═══ TEXT PASSAGE ═══
In contrast to the prior art, the tooth segment is not connected in a fixed manner to the seat substructure or the seat adapter unit but is mounted pivotably on the seat back rotational axis or bearing journal. The tooth segment can thus be pivoted or rotated relative to the seat adapter unit. According to the invention, the tooth segment thus has the possibility of pivoting freely in the freewheel range or idle travel sector of the cutout. A free travel movement of the tooth segment is thereby made possible, and this can be used to activate the blocking mechanism. In this context, a free travel movement of the tooth segment should be understood to mean, in particular, a movement of the tooth segment during which there is no seat back movement. By means of the free travel movement, a tooth segment movement that can be used to actuate or unlock the blocking mechanism is ensured. In other words, the freewheeling of the blocking element enables activation or actuation of the blocking mechanism, thus ensuring release (unblocking, unlocking) of the blocking mechanism, even without an additional drive. A particularly suitable functional unit is thereby achieved; in particular, the functional unit is thus embodied in a way which is particularly compact in terms of installation space and reduces the weight of the structure since a separate drive for actuating the blocking mechanism can be omitted.
In the installed or assembled state, the functional unit and thus the blocking mechanism are arranged on a seat back side. The opposite seat back side of the seat back is preferably embodied with a similar blocking mechanism. The blocking mechanisms of the two seat back sides are coupled, for example, via a Bowden cable. The Bowden cable is coupled to the pawl system of the functional unit on the active seat back side, i.e. the seat back side having said functional unit. The two blocking mechanisms thus operate synchronously.
In an advantageous embodiment, the extension is in contact in each of the blocking positions of the pawl system with the opposing stop of the freewheel. This ensures that play-free and crash-proof locking or blocking of the seat back movement is ensured despite the freewheel. In other words, the seat back can be locked without play in the end stop by means of the pawl system.
═══ GIVEN MATERIAL ═══
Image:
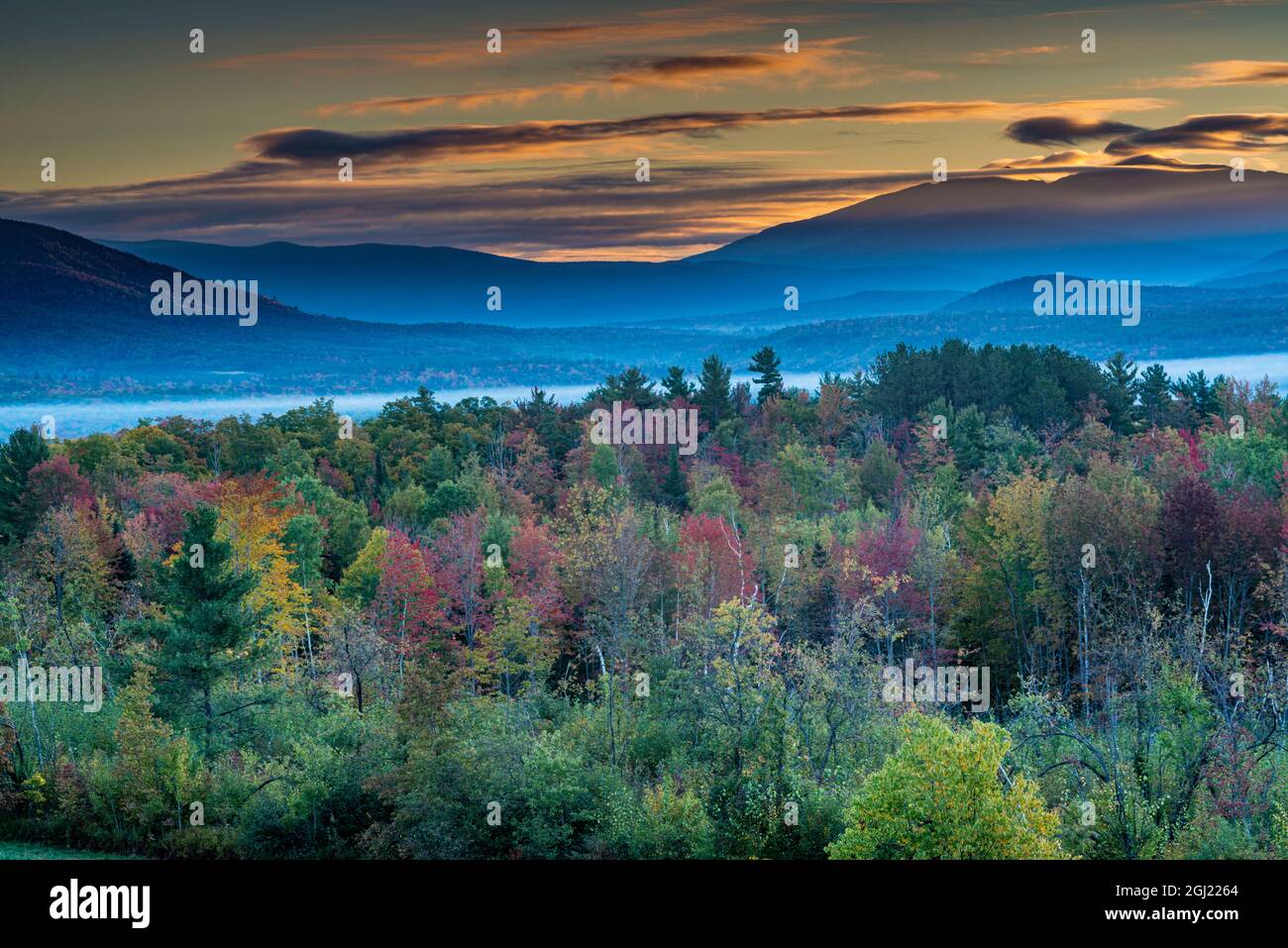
═══
- [PROBLEMS]
1/ Answer these questions about the seat back locking passage, one line each.
(a) On what is the tooth segment mounted pivotably?
(b) Through what are the blocking mechanisms of the two seat back sides coupled, as an example?
(c) With what is the extension in contact in each of the blocking positions of the pawl system?
2/ Repeat the part of the seat back locking passage between "In the installed" and "thus operate synchronously.", inclusive, word for word.

- [TASK RESPONSES]
1/
(a) The seat back rotational axis or bearing journal.
(b) A Bowden cable.
(c) The opposing stop of the freewheel.

2/
In the installed or assembled state, the functional unit and thus the blocking mechanism are arranged on a seat back side. The opposite seat back side of the seat back is preferably embodied with a similar blocking mechanism. The blocking mechanisms of the two seat back sides are coupled, for example, via a Bowden cable. The Bowden cable is coupled to the pawl system of the functional unit on the active seat back side, i.e. the seat back side having said functional unit. The two blocking mechanisms thus operate synchronously.